INSTRUCTION:
Please collect every line in the items below that contains the word "planter", matching case exactly.

(Object point labels)
begin
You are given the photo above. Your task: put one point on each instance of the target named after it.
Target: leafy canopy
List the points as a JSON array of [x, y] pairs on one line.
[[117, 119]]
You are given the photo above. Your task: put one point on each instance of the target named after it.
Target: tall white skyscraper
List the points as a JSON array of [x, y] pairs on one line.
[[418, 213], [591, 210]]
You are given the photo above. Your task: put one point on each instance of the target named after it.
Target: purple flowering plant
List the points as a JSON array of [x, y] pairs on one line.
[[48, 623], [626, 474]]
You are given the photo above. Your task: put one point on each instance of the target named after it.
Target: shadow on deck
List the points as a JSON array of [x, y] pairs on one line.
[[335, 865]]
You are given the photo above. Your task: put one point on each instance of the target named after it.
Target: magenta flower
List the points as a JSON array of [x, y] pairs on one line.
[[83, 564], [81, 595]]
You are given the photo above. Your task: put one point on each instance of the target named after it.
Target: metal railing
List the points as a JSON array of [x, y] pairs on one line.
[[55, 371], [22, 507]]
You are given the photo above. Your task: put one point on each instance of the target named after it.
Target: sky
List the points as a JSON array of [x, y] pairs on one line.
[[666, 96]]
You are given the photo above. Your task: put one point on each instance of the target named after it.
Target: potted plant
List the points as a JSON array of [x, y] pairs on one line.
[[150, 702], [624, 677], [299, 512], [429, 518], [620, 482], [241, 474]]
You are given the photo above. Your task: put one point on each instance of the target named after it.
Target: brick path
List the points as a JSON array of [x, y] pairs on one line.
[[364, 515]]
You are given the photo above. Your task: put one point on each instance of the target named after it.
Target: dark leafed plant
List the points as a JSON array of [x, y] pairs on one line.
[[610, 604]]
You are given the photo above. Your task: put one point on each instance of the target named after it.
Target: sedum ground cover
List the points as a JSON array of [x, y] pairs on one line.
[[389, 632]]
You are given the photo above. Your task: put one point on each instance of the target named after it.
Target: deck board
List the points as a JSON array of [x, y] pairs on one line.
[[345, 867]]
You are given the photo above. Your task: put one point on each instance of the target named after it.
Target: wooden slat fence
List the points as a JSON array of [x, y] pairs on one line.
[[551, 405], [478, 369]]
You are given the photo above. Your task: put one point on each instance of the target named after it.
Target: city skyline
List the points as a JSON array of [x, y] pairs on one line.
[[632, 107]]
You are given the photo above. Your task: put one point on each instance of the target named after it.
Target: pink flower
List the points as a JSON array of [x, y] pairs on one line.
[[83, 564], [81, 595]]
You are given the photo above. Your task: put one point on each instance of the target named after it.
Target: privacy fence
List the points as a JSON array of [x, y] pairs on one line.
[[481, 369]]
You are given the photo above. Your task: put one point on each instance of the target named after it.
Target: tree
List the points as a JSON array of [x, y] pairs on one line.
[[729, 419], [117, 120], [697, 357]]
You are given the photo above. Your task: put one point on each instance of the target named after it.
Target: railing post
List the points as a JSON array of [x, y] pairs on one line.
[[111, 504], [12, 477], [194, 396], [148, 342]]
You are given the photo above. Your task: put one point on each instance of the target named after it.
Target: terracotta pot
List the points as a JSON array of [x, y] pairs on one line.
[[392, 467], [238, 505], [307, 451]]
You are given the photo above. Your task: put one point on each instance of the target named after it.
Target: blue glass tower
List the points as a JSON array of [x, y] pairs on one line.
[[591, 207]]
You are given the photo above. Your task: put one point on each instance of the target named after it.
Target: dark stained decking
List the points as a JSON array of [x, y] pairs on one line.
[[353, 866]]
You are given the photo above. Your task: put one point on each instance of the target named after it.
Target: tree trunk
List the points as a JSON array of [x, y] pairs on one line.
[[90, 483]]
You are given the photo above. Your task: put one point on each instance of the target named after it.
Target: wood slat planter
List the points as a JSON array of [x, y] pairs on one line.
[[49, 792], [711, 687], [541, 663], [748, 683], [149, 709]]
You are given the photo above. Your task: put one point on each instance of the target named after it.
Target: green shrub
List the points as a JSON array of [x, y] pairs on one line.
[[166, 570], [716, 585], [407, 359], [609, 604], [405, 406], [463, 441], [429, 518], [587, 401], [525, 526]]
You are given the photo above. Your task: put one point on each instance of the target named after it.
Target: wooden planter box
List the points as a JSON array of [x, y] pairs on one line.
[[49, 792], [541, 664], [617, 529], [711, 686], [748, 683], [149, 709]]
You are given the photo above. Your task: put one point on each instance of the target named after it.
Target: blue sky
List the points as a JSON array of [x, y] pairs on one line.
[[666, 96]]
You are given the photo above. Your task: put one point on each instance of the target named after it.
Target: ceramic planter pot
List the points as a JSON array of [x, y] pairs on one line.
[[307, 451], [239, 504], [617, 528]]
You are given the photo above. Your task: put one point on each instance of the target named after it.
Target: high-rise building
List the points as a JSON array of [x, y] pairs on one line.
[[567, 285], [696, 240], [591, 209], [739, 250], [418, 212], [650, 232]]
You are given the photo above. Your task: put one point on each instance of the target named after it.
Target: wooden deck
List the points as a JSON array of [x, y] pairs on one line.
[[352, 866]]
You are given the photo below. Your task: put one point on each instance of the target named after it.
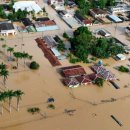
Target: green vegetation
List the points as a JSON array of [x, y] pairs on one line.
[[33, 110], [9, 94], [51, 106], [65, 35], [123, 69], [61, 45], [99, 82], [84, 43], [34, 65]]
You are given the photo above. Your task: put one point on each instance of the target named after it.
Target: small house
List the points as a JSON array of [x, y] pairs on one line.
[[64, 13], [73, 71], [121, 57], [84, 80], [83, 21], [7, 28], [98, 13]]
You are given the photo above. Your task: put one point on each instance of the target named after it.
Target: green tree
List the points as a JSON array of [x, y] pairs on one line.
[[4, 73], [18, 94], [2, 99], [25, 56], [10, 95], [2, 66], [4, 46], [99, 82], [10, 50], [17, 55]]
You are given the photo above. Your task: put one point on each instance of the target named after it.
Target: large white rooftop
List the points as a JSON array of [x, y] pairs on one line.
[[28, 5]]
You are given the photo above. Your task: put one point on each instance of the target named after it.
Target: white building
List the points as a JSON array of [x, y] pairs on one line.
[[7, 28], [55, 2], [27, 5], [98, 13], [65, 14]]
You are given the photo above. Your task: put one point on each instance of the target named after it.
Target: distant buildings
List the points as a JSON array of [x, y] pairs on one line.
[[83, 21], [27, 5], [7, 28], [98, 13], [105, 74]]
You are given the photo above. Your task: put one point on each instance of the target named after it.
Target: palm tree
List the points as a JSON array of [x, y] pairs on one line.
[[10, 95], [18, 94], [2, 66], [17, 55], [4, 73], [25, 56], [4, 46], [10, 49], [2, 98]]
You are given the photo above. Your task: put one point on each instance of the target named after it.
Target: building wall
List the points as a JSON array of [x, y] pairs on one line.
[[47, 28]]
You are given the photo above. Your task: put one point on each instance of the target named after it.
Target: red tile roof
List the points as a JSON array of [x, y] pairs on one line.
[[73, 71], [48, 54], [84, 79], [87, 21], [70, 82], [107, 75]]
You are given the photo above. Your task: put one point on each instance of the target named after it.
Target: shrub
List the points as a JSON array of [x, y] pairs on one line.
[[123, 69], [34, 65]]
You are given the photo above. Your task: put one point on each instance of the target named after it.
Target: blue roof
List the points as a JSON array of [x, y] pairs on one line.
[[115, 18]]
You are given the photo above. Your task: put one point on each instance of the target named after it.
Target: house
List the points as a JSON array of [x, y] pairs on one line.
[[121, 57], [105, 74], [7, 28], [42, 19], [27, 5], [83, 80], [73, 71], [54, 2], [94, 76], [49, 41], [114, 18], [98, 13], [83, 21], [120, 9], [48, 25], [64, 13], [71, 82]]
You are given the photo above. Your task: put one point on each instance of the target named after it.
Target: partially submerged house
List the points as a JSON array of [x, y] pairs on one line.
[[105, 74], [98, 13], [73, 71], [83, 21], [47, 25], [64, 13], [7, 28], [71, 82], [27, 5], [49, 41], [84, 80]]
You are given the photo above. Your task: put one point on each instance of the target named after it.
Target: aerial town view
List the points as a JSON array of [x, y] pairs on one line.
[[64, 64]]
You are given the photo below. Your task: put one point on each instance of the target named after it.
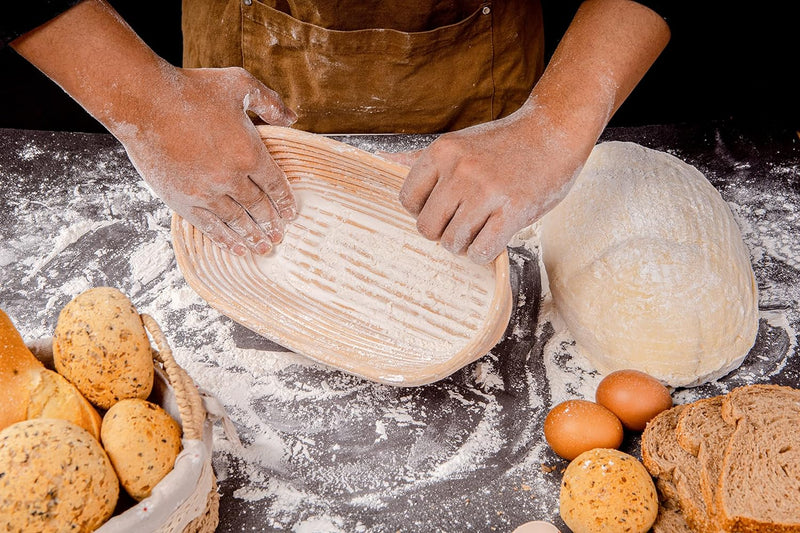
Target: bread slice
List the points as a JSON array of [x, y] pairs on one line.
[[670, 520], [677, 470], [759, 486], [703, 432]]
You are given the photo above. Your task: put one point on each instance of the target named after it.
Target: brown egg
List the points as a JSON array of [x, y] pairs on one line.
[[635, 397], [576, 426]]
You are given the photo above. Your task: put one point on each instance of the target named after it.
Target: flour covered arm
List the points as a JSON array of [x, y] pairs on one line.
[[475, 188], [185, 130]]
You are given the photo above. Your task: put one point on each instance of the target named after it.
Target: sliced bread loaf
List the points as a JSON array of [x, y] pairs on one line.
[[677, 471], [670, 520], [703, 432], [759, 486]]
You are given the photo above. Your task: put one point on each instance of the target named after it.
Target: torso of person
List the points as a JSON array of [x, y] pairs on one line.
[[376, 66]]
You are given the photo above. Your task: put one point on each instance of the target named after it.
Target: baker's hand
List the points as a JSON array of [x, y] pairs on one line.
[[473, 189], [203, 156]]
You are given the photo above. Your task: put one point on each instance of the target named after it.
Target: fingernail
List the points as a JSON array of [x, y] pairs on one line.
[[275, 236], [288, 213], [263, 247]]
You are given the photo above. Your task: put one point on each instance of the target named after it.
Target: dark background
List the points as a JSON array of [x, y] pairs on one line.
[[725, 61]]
end
begin
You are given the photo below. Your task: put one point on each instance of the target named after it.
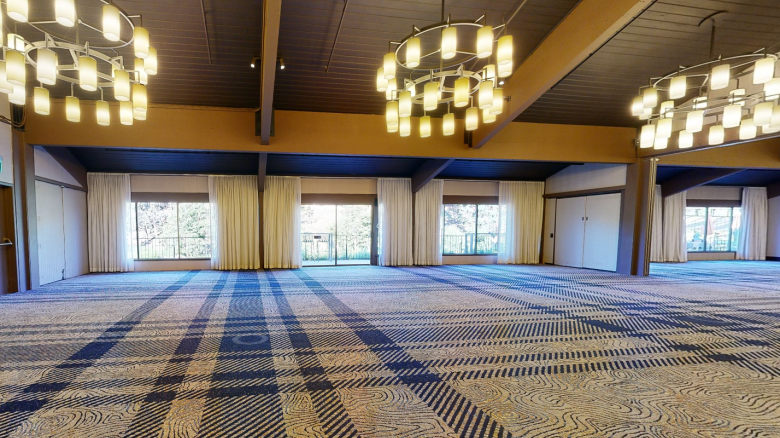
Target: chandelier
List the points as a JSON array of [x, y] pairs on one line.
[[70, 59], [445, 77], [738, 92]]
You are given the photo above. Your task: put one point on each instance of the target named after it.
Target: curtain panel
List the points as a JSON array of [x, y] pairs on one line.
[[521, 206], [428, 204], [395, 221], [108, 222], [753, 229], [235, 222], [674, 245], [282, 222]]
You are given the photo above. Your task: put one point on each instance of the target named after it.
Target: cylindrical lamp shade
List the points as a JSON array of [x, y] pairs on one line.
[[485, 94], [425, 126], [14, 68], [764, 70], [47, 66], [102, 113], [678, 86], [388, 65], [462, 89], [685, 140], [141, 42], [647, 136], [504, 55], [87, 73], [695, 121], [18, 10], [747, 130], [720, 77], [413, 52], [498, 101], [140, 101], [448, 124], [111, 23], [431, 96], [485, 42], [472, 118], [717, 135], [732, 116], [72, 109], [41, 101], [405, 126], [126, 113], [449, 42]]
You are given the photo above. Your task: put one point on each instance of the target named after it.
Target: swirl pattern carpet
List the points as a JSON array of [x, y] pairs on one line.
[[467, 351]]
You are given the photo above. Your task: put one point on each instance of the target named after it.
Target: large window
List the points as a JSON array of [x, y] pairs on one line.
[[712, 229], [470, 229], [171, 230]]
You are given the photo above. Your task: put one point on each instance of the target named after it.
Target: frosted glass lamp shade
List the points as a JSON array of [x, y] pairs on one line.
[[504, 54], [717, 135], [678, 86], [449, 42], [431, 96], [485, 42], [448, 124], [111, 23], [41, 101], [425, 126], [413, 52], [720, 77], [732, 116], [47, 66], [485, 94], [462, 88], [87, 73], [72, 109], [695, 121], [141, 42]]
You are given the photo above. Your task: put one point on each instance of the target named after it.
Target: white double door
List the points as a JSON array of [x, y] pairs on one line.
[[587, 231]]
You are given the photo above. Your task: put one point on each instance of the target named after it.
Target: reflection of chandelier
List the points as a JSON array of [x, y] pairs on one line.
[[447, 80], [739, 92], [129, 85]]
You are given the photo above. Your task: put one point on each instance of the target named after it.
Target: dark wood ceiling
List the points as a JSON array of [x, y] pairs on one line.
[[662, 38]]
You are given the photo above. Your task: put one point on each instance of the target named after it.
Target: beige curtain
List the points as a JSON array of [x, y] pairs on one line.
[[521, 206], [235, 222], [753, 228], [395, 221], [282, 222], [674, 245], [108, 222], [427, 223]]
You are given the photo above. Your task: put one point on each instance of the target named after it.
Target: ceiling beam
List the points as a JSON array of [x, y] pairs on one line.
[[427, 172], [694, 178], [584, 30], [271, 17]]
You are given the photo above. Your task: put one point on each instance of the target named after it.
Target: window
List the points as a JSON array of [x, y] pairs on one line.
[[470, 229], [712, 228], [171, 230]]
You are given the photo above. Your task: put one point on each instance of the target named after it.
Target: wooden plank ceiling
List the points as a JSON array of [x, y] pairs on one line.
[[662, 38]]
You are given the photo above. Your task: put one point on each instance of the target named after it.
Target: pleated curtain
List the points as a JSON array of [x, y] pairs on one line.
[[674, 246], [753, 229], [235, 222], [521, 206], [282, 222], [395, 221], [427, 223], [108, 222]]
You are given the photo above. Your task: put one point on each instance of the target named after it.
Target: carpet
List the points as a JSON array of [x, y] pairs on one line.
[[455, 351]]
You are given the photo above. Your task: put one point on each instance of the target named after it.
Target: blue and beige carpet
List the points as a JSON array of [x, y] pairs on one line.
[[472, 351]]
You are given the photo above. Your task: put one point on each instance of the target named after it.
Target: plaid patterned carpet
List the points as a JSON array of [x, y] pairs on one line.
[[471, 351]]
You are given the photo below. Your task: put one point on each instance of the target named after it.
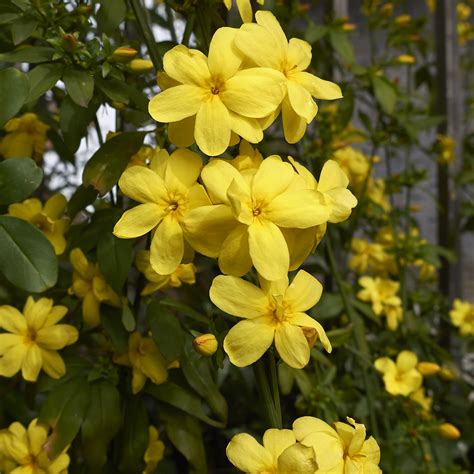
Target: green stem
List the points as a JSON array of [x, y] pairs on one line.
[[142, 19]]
end
TASK ANSWER:
Target: wood slat planter
Target: wooden planter box
Target: ceramic planter pot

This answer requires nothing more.